> **How to complete this task**:
Every line from the one with "of the silver" through the final line of the entries below should be returned exactly; leave out all other lines.

> **Data for review**:
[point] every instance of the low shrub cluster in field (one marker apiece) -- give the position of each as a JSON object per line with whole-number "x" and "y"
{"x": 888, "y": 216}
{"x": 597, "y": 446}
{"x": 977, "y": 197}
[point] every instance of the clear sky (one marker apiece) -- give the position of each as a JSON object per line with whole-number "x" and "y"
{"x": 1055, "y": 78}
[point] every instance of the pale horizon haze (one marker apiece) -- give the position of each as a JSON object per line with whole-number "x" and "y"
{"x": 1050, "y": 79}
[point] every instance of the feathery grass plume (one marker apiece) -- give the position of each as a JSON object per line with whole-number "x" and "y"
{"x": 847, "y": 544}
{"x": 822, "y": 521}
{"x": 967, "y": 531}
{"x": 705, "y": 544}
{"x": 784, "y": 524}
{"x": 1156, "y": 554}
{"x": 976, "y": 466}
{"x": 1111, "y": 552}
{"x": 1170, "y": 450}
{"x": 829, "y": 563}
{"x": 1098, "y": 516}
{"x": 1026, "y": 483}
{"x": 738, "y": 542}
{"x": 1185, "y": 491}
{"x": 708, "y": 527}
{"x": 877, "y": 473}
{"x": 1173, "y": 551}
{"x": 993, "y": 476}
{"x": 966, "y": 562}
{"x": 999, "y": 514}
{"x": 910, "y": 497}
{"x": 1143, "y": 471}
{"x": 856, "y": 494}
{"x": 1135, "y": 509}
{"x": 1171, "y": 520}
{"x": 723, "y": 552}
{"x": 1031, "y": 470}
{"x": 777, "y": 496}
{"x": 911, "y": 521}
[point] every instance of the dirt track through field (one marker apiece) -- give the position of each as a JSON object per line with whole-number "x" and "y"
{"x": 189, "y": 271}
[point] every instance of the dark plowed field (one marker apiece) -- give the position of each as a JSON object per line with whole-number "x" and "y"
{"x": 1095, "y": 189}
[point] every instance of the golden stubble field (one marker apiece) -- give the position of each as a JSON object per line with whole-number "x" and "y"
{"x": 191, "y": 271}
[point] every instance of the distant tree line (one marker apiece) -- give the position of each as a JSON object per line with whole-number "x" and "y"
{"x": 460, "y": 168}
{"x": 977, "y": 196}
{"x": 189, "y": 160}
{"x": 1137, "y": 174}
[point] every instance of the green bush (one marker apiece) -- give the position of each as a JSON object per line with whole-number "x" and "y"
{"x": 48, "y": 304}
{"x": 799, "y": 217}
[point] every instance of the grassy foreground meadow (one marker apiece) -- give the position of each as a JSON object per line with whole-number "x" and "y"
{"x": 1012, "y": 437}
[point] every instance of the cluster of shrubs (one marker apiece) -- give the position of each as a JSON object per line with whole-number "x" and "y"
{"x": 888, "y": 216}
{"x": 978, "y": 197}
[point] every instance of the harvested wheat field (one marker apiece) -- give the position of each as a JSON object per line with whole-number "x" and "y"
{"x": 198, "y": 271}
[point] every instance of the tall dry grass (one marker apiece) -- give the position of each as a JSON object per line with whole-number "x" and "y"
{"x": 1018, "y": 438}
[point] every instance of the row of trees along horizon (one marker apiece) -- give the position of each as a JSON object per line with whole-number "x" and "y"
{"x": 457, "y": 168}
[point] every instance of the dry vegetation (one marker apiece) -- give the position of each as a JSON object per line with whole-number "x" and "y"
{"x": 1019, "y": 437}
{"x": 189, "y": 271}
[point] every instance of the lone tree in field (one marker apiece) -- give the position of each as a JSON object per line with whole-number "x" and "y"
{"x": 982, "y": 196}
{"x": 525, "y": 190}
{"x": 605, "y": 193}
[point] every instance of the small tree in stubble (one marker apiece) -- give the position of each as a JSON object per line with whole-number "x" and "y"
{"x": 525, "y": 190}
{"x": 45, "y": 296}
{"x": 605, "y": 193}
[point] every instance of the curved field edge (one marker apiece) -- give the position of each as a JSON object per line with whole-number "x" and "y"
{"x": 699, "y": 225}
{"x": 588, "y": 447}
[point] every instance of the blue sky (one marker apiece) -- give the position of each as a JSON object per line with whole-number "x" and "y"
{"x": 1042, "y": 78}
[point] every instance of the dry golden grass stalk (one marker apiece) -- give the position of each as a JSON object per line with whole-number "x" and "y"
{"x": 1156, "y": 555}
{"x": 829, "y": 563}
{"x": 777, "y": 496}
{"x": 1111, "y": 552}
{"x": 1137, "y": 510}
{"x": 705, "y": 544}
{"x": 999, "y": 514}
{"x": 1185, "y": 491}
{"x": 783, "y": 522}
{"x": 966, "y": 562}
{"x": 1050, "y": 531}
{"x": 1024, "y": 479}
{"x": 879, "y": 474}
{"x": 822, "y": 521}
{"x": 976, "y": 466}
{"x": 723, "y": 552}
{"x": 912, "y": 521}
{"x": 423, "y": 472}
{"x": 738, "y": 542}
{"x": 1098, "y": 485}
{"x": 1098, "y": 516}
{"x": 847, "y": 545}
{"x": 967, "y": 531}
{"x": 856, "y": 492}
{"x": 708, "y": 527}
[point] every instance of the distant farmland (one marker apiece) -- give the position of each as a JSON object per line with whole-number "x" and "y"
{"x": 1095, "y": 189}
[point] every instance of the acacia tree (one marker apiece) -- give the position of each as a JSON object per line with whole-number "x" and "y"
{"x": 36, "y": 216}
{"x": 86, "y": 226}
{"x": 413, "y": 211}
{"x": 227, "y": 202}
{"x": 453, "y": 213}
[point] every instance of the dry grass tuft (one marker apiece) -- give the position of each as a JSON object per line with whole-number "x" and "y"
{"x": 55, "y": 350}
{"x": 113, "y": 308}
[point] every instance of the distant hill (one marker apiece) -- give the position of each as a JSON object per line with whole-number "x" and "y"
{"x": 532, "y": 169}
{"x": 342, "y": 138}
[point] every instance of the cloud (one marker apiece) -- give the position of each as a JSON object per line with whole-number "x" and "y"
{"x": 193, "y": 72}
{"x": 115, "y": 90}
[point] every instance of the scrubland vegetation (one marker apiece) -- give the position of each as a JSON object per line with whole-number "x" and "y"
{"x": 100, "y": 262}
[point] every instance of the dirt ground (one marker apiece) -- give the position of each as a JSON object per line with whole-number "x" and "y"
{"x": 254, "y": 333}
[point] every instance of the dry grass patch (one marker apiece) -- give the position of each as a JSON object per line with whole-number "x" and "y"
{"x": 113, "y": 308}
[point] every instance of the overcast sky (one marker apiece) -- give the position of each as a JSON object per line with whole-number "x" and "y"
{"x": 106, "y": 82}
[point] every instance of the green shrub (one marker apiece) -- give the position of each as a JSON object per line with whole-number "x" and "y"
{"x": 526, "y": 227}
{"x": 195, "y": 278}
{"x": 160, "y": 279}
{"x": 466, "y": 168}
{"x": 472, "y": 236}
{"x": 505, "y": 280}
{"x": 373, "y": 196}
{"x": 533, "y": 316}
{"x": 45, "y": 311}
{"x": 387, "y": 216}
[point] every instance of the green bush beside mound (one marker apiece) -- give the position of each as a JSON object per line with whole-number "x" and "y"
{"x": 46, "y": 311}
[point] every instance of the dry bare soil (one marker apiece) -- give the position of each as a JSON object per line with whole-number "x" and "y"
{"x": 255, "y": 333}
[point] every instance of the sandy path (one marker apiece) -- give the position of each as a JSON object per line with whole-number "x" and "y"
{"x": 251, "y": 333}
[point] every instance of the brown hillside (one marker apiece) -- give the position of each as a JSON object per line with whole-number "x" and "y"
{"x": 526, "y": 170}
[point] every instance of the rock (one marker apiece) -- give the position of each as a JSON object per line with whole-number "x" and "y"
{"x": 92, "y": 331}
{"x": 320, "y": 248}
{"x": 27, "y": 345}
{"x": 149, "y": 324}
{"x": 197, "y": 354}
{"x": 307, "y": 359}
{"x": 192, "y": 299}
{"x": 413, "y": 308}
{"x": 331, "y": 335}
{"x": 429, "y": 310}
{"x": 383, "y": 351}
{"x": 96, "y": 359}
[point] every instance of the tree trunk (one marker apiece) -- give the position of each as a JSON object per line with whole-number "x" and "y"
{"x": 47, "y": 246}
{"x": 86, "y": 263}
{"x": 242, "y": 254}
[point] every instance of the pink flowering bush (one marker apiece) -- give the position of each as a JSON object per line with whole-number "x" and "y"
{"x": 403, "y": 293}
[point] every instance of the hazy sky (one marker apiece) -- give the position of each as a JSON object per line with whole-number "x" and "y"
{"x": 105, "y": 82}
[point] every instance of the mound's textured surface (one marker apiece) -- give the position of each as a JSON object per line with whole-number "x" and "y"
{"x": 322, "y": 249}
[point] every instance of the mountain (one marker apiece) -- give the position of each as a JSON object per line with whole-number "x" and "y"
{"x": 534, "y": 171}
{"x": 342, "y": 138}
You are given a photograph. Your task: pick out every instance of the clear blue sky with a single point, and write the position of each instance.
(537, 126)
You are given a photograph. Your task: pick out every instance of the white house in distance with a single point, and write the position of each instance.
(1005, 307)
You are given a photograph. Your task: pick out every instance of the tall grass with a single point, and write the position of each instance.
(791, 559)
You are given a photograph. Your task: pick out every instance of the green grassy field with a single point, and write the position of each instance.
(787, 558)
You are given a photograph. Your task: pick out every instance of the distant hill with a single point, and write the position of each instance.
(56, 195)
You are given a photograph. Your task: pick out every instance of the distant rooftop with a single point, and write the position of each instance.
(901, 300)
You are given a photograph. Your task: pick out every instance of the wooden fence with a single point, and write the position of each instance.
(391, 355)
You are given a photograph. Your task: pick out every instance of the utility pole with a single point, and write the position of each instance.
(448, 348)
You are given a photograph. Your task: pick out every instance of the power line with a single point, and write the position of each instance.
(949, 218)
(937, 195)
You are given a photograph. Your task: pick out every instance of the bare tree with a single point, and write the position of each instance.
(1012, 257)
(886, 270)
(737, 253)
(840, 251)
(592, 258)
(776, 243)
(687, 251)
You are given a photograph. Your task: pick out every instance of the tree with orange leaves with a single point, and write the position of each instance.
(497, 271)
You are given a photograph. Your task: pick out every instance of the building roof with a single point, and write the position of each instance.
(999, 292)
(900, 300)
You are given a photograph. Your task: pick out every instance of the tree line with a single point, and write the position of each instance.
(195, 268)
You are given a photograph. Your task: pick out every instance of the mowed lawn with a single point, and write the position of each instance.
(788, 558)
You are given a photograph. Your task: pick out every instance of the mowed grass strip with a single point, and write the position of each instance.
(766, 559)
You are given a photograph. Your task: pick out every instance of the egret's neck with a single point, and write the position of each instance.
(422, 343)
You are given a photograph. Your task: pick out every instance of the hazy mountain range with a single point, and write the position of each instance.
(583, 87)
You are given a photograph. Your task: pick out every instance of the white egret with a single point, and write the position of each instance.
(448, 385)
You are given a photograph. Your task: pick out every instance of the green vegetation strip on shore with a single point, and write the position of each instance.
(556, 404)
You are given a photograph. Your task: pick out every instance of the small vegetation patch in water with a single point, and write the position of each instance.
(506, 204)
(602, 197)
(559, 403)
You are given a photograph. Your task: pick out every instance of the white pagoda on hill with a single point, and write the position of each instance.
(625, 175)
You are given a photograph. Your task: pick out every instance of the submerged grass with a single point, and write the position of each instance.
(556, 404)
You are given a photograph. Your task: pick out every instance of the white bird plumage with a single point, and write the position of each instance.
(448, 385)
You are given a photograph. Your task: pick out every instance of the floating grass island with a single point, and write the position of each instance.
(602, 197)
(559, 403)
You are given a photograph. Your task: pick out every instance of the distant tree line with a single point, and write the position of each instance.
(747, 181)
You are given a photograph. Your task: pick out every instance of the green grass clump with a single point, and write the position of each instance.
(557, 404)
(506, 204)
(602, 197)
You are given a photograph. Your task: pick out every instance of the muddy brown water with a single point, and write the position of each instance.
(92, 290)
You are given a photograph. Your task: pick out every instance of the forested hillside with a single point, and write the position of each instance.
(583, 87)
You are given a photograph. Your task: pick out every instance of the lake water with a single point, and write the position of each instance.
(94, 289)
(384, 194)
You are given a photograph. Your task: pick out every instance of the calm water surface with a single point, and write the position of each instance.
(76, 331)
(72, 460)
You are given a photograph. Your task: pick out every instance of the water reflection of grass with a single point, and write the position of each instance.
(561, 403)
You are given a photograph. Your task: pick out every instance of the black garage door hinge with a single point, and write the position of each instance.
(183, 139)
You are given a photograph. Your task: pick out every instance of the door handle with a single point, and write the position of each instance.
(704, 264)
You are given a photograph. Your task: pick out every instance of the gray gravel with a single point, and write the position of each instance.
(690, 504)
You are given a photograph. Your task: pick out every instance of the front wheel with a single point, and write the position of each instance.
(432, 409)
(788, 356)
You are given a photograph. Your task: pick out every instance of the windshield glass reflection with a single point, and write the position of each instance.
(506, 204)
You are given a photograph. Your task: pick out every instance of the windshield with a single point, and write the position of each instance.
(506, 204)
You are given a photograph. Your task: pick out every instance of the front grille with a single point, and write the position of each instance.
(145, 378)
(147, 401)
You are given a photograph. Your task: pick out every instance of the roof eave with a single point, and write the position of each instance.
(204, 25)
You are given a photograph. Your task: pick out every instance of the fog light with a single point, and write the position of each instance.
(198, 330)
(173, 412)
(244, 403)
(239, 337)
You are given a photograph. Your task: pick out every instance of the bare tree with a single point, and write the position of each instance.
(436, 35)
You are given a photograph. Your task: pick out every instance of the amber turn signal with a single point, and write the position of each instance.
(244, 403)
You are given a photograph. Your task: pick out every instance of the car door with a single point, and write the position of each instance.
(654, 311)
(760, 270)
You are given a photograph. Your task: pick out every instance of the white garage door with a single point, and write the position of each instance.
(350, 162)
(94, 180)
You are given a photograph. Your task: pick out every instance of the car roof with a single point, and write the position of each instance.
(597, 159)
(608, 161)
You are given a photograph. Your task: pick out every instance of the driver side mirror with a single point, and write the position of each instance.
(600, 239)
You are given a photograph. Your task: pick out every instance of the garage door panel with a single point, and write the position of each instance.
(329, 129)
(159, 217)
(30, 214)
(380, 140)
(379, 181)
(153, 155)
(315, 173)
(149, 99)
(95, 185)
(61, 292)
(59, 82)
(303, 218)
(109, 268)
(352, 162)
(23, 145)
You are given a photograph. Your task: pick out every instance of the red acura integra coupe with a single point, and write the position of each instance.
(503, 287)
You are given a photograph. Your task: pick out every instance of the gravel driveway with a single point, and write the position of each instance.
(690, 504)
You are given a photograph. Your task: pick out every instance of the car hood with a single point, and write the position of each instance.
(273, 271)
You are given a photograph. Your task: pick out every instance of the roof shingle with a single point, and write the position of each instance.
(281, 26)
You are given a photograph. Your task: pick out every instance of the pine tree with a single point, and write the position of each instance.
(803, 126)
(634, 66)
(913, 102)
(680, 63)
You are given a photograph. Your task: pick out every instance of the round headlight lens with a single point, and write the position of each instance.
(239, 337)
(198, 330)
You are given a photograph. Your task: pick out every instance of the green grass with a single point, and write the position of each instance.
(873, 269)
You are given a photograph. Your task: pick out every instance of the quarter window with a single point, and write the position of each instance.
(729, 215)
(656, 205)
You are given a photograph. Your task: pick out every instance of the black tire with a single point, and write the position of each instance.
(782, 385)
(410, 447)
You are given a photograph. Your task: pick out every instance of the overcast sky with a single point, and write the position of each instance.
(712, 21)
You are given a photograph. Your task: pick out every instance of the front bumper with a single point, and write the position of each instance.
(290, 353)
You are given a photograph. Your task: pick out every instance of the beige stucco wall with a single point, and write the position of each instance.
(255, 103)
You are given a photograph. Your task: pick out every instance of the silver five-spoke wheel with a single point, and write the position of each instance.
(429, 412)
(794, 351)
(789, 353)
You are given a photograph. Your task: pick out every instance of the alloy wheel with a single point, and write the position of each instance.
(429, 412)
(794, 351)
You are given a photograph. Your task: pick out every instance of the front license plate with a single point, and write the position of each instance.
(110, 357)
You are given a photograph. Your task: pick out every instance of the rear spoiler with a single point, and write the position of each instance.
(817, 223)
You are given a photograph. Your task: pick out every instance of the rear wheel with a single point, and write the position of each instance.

> **Answer to this exercise**:
You are given a photograph. Your task: pick out every instance of the silver five-spoke wheel with a single point, and write the position of each instance.
(429, 412)
(794, 351)
(789, 353)
You are given a photograph. Your task: pick out every instance of the alloy wheel with a single point, and write the position of each instance.
(429, 412)
(794, 351)
You are given a photograph. Your task: pick out every instance of the front license plate with a single point, and write the position of each instance.
(110, 357)
You are given a photograph. Your task: pick out every instance of the rear spoiler with a single point, and write the position of each instance.
(817, 223)
You are given a photograph. Your task: pick out every instance of the rear wheel with a single point, and write the position of each instance.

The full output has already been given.